▶ _Challenge A_:
On the income classification page, rewrite the passage starting with "hours-per-week: continuous." and going on through "Peru, Hong, Holand-Netherlands.", putting "Chile" in place of "Canada".
▶ _Challenge B_:
According to the income classification page, from what address can the dataset be downloaded?

▶ _Excerpt to read_:
○ ○ ○ ○ ○
In this example, we would try to classify if the income is high i.e. >50 k or low i.e. < 50 k.
The dataset can be downloaded from : http://archive.ics.uci.edu/ml/datasets/Adult
Class: >50K, <=50K.
age: continuous.
workclass: Private, Self-emp-not-inc, Self-emp-inc, Federal-gov, Local-gov, State-gov, Without-pay, Never-worked.
fnlwgt: continuous.
education: Bachelors, Some-college, 11th, HS-grad, Prof-school, Assoc-acdm, Assoc-voc, 9th, 7th-8th, 12th, Masters, 1st-4th, 10th, Doctorate, 5th-6th, Preschool.
education-num: continuous.
marital-status: Married-civ-spouse, Divorced, Never-married, Separated, Widowed, Married-spouse-absent, Married-AF-spouse.
occupation: Tech-support, Craft-repair, Other-service, Sales, Exec-managerial, Prof-specialty, Handlers-cleaners, Machine-op-inspct, Adm-clerical, Farming-fishing, Transport-moving, Priv-house-serv, Protective-serv, Armed-Forces.
relationship: Wife, Own-child, Husband, Not-in-family, Other-relative, Unmarried.
race: White, Asian-Pac-Islander, Amer-Indian-Eskimo, Other, Black.
sex: Female, Male.
capital-gain: continuous.
capital-loss: continuous.
hours-per-week: continuous.
native-country: United-States, Cambodia, England, Puerto-Rico, Canada, Germany, Outlying-US(Guam-USVI-etc), India, Japan, Greece, South, China, Cuba, Iran, Honduras, Philippines, Italy, Poland, Jamaica, Vietnam, Mexico, Portugal, Ireland, France, Dominican-Republic, Laos, Ecuador, Taiwan, Haiti, Columbia, Hungary, Guatemala, Nicaragua, Scotland, Thailand, Yugoslavia, El-Salvador, Trinadad&Tobago, Peru, Hong, Holand-Netherlands.
In [4]:
import os
from sklearn.tree import DecisionTreeClassifier, export_graphviz
import pandas as pd
import numpy as np
from sklearn.cross_validation import train_test_split
from sklearn import cross_validation, metrics
from sklearn.ensemble import RandomForestClassifier
from sklearn.naive_bayes import BernoulliNB
from sklearn.neighbors import KNeighborsClassifier
from sklearn.svm import SVC
from time import time
from sklearn.pipeline import Pipeline
from sklearn.metrics import roc_auc_score , classification_report
from sklearn.grid_search import GridSearchCV
from sklearn.pipeline import Pipeline
from sklearn.metrics import precision_score, recall_score, accuracy_score, classification_report
In [5]:
# read .csv from provided dataset
csv_filename="datasets/adult.data"
df = pd.read_csv(csv_filename, header=None,
names=["Age", "Work-Class", "fnlwgt",
"Education", "Education-Num",
"Marital-Status", "Occupation",
"Relationship", "Race", "Sex",
"Capital-gain", "Capital-loss",
"Hours-per-week", "Native-Country",
"Earnings-Raw"])
○ ○ ○ ○ ○
Collected data:
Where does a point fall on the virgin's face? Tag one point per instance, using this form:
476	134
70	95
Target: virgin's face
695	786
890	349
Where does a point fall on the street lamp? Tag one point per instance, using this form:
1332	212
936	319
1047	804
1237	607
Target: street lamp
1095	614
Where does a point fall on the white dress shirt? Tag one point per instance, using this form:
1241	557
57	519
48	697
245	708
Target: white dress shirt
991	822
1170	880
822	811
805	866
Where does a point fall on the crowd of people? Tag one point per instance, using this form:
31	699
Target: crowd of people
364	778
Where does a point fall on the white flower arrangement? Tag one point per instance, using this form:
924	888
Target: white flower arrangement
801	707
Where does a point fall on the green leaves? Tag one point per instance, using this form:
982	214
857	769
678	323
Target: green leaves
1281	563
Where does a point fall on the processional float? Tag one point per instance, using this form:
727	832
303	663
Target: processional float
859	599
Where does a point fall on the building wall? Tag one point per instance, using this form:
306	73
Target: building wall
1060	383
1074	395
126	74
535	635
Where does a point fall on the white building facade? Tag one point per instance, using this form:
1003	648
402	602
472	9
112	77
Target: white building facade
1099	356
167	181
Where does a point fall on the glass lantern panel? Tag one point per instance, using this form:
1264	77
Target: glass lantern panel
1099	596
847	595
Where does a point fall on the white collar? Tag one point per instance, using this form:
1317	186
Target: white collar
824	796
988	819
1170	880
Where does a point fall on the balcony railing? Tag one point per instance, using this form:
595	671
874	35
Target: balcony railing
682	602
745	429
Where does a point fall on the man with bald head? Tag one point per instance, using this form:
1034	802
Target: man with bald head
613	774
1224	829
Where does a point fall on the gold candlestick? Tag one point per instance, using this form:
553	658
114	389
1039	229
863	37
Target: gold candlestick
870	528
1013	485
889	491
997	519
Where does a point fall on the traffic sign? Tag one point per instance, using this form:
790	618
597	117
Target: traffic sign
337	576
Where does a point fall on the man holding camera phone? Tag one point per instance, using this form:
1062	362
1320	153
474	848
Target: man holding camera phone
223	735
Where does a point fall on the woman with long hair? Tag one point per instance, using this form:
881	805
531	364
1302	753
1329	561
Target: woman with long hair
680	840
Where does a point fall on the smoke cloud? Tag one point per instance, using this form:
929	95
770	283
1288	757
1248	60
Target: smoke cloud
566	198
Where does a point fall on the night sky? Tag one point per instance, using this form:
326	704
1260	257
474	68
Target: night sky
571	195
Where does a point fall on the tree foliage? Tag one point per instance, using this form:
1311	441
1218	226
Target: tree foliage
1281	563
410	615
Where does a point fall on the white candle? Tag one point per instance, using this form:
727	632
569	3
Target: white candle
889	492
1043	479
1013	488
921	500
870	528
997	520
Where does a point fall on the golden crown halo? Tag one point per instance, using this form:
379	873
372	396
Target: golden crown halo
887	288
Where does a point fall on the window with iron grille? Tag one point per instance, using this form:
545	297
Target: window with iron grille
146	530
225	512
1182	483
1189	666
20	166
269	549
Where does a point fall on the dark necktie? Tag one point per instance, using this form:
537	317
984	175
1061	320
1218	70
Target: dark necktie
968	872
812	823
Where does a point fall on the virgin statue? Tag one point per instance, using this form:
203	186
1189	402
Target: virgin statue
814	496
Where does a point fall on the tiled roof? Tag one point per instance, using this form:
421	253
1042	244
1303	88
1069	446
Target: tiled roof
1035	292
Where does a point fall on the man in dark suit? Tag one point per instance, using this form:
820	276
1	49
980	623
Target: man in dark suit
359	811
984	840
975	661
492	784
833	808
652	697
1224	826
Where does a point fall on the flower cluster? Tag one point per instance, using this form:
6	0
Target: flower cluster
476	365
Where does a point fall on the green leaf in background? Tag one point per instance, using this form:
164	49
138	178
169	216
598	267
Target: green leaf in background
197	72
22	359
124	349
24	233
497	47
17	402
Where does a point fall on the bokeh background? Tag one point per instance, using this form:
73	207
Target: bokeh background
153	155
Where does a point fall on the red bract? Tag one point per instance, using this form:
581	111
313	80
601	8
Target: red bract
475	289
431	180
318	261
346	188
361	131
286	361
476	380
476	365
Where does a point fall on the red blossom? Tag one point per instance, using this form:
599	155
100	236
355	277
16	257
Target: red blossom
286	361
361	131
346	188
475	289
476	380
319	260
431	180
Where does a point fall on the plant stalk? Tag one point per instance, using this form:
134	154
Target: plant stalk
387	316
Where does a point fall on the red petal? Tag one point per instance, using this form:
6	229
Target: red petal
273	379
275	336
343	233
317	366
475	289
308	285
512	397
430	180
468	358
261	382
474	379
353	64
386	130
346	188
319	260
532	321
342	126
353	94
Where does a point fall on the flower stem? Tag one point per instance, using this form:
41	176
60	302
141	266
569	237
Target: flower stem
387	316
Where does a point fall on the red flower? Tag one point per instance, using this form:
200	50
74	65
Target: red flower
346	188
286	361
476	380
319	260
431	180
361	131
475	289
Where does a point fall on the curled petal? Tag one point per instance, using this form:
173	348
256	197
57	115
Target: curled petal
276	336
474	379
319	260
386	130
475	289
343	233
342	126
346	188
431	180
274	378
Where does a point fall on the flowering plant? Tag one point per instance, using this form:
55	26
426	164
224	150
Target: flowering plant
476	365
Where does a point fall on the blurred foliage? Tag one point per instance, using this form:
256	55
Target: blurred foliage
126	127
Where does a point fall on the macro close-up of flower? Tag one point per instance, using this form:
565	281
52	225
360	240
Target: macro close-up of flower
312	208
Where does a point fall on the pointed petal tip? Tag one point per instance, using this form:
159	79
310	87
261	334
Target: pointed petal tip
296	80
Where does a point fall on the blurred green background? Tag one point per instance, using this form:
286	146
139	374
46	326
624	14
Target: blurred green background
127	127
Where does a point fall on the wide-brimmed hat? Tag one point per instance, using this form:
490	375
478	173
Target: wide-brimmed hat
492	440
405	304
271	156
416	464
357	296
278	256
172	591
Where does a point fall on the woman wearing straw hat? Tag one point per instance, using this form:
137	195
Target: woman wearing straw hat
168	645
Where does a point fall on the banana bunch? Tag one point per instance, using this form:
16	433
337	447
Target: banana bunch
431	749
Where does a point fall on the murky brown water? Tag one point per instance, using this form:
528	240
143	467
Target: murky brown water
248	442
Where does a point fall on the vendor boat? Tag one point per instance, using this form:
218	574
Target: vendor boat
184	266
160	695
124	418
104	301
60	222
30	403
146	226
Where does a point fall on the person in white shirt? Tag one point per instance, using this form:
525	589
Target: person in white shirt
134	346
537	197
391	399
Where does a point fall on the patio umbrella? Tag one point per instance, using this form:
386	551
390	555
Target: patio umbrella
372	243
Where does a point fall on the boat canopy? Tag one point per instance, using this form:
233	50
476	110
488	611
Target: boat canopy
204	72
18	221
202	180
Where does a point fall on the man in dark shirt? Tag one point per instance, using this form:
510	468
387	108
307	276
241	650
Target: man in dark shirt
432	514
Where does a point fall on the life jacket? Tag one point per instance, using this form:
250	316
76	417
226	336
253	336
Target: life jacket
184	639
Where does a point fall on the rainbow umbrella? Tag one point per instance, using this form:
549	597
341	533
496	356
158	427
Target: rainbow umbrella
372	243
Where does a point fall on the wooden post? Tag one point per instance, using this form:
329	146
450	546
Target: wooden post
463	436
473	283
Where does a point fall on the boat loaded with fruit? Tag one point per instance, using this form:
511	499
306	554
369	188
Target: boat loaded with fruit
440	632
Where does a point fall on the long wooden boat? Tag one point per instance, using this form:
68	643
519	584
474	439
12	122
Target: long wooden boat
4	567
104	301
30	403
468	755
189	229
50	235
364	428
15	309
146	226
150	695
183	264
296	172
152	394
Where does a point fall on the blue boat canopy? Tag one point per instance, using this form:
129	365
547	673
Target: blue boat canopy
○ ○ ○ ○ ○
▶ _Expected answer A_:
hours-per-week: continuous.
native-country: United-States, Cambodia, England, Puerto-Rico, Chile, Germany, Outlying-US(Guam-USVI-etc), India, Japan, Greece, South, China, Cuba, Iran, Honduras, Philippines, Italy, Poland, Jamaica, Vietnam, Mexico, Portugal, Ireland, France, Dominican-Republic, Laos, Ecuador, Taiwan, Haiti, Columbia, Hungary, Guatemala, Nicaragua, Scotland, Thailand, Yugoslavia, El-Salvador, Trinadad&Tobago, Peru, Hong, Holand-Netherlands.

▶ _Expected answer B_:
http://archive.ics.uci.edu/ml/datasets/Adult